--- BEGIN Supplied data ---
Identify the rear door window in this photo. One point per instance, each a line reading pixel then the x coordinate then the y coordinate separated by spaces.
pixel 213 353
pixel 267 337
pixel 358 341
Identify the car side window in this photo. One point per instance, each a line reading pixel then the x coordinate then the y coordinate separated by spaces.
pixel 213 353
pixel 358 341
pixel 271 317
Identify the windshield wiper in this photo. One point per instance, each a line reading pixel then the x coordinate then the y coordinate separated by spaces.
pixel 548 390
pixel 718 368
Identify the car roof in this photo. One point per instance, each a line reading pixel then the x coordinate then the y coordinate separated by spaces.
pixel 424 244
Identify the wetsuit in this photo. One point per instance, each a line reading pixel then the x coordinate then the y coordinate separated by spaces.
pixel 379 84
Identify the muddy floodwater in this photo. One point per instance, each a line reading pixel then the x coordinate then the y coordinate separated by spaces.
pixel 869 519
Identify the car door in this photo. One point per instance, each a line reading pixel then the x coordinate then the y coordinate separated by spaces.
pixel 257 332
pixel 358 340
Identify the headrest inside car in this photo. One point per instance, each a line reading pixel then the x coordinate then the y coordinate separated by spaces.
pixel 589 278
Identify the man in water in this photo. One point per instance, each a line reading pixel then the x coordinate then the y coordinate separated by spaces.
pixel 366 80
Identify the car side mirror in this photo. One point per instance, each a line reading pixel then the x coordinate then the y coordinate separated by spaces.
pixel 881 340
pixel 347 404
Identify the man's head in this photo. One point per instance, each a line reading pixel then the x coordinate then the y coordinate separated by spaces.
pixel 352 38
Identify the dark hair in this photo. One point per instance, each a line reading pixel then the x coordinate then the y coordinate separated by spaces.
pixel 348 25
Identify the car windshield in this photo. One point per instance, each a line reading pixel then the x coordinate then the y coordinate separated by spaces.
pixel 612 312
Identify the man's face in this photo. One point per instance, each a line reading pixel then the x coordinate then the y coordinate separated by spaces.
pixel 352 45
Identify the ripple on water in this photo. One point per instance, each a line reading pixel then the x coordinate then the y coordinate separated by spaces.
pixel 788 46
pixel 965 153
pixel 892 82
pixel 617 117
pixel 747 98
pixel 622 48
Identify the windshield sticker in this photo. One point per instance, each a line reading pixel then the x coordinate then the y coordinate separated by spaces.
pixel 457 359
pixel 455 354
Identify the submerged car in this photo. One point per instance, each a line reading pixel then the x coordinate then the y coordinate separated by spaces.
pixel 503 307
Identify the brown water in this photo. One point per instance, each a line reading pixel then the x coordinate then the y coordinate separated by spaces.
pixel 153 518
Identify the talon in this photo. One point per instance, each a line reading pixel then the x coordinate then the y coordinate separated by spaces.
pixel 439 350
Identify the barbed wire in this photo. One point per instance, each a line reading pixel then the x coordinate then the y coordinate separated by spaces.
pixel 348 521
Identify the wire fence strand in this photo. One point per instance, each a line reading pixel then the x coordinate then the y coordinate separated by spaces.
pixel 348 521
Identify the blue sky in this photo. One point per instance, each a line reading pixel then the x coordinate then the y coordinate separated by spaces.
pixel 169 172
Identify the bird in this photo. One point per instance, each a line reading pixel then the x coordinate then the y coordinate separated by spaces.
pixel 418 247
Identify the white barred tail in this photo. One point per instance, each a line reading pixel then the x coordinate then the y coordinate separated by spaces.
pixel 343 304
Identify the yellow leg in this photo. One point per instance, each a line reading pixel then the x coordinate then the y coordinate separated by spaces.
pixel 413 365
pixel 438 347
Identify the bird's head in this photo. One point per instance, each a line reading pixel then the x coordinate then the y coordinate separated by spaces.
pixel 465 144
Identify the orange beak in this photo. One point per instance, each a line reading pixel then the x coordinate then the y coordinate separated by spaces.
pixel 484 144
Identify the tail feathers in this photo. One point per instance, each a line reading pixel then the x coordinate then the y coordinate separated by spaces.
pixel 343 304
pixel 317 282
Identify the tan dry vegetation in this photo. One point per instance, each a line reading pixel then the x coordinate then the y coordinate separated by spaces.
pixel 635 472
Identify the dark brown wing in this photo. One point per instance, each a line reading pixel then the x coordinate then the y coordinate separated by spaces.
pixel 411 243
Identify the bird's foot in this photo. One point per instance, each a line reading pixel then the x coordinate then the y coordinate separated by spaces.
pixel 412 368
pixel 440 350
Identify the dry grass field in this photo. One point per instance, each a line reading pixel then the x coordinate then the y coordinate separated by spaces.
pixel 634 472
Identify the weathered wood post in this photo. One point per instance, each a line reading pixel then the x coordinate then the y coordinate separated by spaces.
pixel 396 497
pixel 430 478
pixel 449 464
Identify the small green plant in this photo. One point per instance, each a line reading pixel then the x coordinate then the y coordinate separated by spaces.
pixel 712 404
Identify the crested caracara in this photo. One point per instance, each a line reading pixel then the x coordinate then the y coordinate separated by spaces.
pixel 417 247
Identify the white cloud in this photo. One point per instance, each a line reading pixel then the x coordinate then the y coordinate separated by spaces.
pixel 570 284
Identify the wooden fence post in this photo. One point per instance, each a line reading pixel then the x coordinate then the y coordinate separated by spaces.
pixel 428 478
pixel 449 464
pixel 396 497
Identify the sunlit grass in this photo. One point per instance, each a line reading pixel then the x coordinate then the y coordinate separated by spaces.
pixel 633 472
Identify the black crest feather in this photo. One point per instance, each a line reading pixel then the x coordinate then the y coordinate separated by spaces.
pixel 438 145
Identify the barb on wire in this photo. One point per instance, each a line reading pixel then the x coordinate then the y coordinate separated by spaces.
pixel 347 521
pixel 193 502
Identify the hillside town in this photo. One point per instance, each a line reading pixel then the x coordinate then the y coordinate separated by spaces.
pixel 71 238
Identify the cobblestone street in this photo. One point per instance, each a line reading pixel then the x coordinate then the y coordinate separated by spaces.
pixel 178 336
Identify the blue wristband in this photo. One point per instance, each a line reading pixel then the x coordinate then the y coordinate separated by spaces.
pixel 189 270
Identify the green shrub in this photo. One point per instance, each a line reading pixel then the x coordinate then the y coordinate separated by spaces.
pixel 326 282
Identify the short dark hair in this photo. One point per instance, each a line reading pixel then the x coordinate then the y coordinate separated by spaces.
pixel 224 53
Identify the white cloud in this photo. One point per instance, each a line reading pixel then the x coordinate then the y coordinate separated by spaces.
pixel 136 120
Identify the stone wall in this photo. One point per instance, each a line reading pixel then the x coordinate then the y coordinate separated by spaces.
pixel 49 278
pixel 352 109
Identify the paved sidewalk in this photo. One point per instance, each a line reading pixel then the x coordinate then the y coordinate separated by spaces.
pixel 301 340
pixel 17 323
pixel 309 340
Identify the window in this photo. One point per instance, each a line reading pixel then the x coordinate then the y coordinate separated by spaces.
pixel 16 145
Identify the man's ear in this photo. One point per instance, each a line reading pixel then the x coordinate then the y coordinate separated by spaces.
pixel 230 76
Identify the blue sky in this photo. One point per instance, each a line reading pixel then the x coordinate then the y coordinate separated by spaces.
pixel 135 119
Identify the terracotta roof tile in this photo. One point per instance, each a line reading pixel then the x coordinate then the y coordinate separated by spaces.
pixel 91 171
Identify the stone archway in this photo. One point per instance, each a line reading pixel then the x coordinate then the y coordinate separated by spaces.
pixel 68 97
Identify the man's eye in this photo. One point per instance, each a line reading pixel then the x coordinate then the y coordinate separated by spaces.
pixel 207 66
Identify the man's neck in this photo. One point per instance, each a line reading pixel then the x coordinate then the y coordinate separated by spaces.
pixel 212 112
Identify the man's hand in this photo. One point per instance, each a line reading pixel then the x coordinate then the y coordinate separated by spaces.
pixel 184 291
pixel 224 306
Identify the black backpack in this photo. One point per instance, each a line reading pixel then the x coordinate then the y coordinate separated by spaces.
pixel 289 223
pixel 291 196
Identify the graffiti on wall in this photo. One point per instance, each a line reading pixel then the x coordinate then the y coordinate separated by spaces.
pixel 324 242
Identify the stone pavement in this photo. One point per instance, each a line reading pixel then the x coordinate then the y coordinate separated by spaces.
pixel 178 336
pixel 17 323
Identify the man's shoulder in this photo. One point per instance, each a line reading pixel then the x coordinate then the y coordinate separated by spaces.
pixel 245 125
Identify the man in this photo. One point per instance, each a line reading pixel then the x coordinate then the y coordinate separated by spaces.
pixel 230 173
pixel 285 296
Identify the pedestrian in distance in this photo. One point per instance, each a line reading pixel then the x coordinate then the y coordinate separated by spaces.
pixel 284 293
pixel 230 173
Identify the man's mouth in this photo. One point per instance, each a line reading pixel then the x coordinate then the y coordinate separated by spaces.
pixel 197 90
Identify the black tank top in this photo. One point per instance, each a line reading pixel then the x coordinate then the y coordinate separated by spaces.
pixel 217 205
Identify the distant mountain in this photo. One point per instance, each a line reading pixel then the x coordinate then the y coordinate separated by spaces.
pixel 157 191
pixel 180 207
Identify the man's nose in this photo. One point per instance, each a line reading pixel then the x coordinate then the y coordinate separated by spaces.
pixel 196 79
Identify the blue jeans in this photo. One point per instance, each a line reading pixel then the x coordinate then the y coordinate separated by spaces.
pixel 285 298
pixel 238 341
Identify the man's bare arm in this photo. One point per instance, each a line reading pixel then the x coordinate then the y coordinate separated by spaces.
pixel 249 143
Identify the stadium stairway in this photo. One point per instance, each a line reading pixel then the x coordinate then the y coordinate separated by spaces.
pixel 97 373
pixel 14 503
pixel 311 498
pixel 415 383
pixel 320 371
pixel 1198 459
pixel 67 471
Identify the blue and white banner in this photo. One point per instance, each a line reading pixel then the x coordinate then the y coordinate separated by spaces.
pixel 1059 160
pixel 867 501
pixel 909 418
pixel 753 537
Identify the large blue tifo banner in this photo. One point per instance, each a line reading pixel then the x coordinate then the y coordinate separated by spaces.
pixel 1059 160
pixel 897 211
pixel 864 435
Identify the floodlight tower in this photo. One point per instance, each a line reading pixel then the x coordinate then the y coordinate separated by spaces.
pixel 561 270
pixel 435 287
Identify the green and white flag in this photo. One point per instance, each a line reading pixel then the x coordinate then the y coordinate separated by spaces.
--- END Supplied data ---
*Direction*
Reproduce the entries in the stretch from the line containing "Identify the bird in" through the line containing "pixel 465 144", changing "yellow leg" to "yellow foot" and leaving everything else as it stands.

*Answer below*
Identify the bird in this photo. One point per instance, each a line reading pixel then the x coordinate then the y coordinate separated by spaces.
pixel 418 247
Identify the white barred tail in this photo. One point per instance, each a line reading pixel then the x coordinate then the y coordinate separated by spaces.
pixel 343 304
Identify the yellow foot in this photo. One point per instance, each a line reading pixel then the x coordinate then the y coordinate separated by spaces.
pixel 413 365
pixel 438 347
Identify the bird's head in this photo. One point per instance, each a line reading pixel then the x coordinate then the y coordinate separated by spaces.
pixel 465 144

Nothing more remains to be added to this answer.